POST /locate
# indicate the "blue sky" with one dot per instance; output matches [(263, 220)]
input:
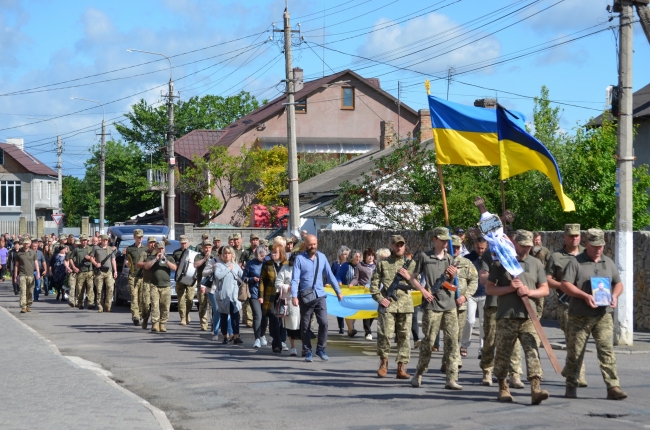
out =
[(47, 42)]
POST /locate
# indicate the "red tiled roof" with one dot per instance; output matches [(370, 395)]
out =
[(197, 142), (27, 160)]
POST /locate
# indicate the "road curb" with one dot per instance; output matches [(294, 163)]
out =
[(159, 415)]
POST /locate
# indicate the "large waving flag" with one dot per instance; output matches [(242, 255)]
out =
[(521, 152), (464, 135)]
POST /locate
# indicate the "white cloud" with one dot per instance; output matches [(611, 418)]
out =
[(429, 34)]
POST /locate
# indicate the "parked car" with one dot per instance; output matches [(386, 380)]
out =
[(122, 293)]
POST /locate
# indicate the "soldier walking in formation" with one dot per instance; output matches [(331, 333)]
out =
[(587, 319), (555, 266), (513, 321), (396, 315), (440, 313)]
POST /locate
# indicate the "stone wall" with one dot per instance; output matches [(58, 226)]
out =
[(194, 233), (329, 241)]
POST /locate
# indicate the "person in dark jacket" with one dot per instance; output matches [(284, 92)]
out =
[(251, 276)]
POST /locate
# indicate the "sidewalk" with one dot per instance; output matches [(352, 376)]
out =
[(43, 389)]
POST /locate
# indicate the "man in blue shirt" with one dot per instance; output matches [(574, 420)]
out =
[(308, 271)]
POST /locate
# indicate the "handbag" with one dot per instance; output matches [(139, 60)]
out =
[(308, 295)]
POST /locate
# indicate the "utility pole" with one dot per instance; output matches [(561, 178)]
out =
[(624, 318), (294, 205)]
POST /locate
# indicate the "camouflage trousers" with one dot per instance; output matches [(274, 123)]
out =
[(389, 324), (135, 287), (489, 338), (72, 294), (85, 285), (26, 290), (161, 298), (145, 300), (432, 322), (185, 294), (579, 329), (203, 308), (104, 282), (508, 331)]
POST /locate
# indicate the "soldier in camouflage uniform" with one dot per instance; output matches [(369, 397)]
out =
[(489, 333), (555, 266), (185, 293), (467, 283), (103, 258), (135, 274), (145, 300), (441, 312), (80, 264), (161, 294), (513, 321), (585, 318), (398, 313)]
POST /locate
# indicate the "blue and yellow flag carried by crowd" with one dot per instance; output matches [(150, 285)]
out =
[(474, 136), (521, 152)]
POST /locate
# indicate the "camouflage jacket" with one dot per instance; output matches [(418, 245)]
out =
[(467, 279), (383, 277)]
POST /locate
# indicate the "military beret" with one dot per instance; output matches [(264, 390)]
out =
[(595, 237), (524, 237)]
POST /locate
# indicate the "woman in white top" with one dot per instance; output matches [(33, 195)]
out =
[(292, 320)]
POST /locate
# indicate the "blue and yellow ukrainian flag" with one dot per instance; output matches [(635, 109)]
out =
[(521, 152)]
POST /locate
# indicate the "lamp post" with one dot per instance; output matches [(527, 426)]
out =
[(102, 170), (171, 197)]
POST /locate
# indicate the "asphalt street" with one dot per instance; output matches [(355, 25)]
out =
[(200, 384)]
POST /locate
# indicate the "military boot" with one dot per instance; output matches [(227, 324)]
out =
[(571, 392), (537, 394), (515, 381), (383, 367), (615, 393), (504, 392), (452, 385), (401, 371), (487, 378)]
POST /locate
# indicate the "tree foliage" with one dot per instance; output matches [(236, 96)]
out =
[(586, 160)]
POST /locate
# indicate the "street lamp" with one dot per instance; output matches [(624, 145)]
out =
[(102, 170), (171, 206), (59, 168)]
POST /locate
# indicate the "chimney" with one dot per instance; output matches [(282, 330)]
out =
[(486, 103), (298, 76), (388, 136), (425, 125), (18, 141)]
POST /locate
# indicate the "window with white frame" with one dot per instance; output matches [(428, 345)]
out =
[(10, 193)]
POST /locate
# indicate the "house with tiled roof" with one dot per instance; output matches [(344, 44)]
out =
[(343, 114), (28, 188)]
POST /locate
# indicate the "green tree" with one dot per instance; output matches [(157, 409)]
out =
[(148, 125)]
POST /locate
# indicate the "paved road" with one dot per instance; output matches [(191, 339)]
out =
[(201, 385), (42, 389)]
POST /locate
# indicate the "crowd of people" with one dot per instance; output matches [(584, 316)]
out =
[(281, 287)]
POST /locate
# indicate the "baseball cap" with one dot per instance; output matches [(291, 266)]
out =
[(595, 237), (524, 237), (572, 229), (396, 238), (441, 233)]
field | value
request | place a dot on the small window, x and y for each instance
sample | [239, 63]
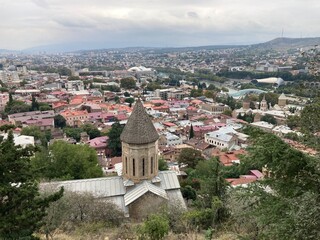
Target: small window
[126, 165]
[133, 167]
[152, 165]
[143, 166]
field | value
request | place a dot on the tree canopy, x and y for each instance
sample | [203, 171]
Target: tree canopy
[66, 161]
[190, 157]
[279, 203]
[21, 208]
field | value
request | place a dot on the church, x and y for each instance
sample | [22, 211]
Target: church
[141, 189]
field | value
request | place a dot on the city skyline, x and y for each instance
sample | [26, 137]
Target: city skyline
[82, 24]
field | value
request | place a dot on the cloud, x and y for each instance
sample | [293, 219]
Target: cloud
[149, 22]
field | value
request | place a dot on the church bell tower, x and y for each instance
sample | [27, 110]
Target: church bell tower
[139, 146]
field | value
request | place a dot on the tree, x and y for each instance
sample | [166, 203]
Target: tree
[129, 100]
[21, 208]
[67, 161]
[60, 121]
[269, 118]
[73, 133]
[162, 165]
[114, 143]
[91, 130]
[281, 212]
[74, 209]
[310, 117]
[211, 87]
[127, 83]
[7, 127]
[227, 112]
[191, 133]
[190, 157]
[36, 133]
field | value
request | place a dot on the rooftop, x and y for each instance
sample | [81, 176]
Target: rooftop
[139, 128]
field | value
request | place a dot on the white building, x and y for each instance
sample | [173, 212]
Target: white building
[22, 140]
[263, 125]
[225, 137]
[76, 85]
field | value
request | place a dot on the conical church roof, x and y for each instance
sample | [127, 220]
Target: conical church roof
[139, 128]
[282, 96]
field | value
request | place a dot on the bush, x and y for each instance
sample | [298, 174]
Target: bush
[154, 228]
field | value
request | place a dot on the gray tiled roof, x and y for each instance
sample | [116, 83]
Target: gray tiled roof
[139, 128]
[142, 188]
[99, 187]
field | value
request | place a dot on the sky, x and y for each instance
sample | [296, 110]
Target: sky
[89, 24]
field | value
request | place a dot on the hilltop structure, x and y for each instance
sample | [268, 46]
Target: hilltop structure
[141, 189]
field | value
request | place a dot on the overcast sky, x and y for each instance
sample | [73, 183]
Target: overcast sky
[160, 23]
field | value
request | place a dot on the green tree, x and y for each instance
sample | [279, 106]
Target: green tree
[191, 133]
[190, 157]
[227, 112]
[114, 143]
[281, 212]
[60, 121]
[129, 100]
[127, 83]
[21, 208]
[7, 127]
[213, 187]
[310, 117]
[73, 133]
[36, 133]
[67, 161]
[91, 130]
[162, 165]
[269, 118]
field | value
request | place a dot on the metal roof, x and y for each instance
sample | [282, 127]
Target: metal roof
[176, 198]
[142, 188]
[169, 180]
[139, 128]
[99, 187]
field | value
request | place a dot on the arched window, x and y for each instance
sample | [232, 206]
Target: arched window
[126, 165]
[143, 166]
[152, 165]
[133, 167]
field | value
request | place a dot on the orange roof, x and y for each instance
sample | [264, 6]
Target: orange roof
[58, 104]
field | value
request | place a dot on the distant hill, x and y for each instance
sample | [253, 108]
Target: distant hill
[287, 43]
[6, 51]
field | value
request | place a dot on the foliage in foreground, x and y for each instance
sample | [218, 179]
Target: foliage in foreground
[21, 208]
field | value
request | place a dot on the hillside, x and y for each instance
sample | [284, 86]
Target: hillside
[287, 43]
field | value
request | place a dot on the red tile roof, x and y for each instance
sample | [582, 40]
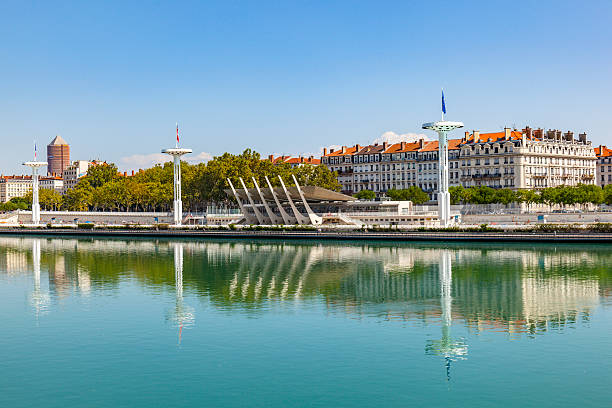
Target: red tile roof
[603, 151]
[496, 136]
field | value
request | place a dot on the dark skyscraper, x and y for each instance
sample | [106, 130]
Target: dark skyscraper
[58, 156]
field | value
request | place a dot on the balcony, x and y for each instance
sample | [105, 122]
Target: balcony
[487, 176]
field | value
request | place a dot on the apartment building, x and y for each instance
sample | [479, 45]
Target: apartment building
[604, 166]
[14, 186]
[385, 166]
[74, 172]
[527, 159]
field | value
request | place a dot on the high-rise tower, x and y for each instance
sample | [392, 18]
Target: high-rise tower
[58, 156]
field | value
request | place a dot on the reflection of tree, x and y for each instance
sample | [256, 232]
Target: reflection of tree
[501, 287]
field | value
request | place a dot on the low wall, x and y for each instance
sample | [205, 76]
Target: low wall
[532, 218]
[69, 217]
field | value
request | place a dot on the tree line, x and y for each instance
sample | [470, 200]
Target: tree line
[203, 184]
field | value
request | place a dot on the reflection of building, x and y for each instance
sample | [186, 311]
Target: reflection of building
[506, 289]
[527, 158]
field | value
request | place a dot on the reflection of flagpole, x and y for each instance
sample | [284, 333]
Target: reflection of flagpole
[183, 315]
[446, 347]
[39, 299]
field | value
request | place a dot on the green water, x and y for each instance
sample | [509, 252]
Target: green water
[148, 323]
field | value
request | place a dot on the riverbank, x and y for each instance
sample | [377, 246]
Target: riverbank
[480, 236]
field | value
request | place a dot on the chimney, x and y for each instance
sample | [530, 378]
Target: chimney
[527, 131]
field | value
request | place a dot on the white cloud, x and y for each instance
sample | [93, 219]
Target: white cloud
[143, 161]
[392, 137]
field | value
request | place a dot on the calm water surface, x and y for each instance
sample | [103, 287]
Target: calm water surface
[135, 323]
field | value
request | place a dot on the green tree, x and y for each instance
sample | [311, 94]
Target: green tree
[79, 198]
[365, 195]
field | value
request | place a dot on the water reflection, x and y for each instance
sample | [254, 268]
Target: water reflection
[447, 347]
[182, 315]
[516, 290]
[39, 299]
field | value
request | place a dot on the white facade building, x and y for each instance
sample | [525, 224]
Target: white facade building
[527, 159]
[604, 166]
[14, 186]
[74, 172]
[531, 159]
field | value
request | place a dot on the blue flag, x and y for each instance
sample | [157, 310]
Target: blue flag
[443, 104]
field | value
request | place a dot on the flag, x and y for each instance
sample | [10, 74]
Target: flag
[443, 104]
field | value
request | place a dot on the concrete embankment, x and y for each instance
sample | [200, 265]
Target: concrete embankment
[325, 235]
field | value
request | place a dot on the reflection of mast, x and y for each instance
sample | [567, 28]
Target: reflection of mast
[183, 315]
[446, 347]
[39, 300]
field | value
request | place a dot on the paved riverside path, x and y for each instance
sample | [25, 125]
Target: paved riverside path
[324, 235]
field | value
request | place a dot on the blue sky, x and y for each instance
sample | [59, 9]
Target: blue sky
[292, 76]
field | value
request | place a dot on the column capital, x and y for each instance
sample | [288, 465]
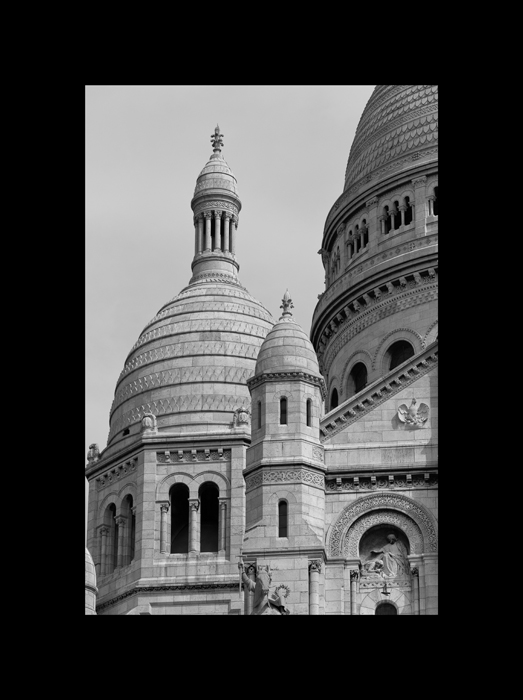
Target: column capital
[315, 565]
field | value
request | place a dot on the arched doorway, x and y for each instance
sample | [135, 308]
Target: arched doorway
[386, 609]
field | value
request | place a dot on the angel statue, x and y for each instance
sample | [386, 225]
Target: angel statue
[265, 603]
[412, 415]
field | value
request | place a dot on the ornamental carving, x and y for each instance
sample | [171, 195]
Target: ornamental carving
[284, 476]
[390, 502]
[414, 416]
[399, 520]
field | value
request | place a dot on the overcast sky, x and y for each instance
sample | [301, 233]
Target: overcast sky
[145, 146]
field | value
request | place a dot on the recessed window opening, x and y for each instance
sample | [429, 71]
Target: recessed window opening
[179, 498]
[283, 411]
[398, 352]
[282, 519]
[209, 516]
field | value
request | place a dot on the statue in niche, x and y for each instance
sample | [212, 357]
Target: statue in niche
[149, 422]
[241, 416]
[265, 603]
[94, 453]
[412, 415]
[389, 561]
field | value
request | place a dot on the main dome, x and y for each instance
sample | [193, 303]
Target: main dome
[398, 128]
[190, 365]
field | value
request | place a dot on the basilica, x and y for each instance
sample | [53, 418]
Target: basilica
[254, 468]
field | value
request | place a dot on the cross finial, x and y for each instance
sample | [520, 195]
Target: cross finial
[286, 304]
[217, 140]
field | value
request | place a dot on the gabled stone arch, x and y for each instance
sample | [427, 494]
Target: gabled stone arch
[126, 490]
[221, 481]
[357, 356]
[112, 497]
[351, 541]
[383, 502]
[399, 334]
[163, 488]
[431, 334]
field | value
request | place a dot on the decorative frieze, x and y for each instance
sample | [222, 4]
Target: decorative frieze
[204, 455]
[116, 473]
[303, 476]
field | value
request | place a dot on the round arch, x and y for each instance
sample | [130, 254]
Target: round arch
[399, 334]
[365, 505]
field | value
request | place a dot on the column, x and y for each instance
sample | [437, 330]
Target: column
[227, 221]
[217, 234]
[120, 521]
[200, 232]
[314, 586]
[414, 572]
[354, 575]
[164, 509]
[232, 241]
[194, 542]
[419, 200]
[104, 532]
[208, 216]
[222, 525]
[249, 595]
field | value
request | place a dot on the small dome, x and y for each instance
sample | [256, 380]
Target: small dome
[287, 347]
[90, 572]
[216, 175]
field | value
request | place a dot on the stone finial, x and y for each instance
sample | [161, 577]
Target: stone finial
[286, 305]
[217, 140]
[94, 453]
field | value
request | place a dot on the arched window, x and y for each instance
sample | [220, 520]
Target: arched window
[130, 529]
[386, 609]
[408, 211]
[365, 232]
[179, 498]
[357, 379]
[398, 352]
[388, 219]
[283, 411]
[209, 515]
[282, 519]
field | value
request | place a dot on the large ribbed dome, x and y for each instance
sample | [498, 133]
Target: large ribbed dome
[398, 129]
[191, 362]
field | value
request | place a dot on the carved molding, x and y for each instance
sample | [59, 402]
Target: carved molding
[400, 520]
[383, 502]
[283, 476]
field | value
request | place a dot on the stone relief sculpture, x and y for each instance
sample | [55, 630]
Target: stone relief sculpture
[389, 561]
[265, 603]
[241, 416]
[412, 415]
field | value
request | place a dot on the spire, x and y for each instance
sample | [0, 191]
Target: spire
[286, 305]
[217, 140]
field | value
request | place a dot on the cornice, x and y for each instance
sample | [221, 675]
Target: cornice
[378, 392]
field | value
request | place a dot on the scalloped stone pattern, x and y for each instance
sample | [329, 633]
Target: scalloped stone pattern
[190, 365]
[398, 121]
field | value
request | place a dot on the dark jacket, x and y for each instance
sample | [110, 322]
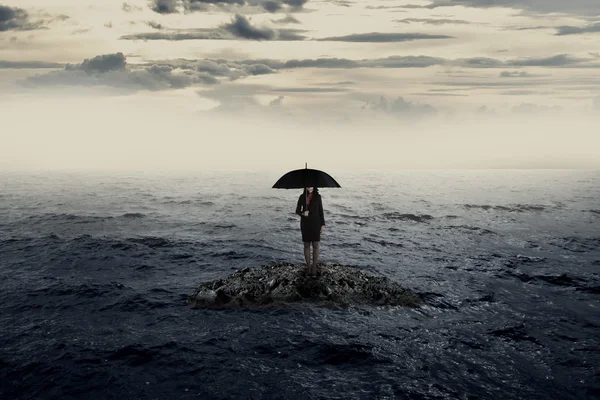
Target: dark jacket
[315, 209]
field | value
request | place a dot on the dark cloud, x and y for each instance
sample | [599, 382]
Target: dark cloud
:::::
▶ [Short problem] Rescale the rows from the beginning through the line that contains "[(521, 152), (464, 135)]". Repeat every line, requests included, and multiply each point coordinate in the answers by 0.7, rounding to whole numbers with halves rounded up. Leave the requests and their format samples unchanged, and omit the pictures.

▶ [Solved problem]
POST /locate
# indicate the "blue sky" with one dot per instance; output matches [(263, 220)]
input:
out =
[(33, 29)]
POST /locate
# indicate the "red tiled roof" with one dot per instance; output matches [(370, 395)]
out =
[(138, 99), (19, 112)]
POST /locate
# indicate the "road curb" with one dot per instance; output matches [(294, 163)]
out =
[(111, 291)]
POST /locate
# indicate the "large waving flag" with one dot per instance; output matches [(242, 255)]
out =
[(365, 106), (325, 95)]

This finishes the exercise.